**What the task requires**
Please list every line in the rows below that contains the word "white". Case counts, so a line holding it with different capitalization does not match.

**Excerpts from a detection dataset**

--------------------

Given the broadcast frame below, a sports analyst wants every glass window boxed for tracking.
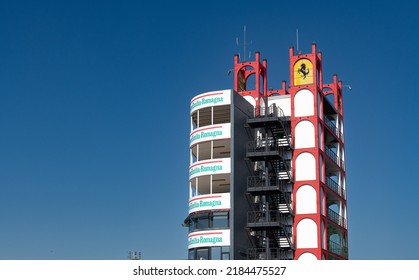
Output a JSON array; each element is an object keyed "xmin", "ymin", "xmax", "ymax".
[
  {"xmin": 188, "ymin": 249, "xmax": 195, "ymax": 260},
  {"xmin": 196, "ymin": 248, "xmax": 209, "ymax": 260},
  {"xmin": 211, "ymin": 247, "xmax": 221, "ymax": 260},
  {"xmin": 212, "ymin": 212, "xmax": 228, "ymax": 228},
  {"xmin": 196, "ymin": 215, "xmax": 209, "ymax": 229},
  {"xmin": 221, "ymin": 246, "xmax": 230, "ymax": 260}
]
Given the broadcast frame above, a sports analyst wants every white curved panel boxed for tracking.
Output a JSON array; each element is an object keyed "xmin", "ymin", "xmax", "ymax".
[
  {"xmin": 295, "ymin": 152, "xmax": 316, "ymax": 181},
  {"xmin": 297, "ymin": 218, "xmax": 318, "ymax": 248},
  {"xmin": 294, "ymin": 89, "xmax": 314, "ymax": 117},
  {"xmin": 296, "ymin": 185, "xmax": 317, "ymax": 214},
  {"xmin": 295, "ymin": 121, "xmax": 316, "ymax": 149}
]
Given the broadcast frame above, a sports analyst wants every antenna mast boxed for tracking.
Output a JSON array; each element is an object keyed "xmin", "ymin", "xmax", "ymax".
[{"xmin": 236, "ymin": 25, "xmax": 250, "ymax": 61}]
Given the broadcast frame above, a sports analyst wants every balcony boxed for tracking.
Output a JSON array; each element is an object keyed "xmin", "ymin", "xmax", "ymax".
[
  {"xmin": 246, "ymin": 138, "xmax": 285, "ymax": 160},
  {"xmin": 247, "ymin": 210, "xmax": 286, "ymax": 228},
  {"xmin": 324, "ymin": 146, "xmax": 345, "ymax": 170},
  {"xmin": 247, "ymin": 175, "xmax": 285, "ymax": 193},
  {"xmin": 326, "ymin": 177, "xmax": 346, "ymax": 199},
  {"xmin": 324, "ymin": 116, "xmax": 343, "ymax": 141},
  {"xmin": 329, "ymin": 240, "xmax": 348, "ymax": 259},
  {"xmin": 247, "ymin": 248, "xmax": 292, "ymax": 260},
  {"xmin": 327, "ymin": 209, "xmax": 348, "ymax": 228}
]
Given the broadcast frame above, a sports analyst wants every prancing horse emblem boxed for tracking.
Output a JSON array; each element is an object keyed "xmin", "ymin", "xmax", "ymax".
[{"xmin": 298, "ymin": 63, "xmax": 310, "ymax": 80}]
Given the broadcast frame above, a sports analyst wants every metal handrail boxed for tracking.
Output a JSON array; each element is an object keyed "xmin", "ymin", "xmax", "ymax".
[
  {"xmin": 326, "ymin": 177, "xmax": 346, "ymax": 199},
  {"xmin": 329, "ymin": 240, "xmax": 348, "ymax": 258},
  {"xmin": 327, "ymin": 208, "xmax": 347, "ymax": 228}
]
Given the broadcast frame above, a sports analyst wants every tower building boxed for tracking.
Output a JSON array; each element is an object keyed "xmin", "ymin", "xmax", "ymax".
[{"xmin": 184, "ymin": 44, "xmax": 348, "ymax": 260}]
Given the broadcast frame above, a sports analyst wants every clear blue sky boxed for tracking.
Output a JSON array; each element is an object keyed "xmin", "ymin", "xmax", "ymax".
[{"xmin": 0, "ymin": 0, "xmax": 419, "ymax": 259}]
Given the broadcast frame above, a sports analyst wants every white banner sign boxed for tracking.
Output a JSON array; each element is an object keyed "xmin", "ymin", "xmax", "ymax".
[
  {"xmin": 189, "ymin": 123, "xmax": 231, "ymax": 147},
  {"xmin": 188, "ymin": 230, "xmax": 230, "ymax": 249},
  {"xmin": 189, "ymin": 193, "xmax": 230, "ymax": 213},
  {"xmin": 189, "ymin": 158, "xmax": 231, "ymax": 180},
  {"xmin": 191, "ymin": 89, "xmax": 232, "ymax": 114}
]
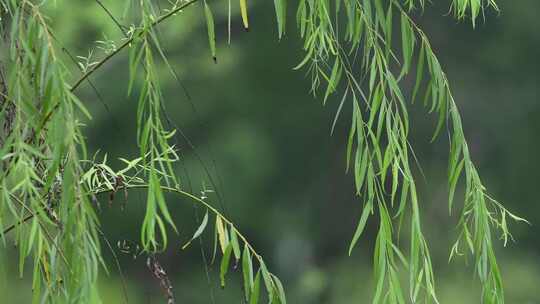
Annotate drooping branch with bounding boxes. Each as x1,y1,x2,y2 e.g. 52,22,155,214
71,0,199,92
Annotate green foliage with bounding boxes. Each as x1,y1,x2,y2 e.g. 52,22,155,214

--------------------

**Exercise result**
Given the broadcast frame above, a sports analyst wants every white curved panel boxed for tracking.
Given the broadcast frame above, a sports analyst wants every white banner sign boxed for tracking.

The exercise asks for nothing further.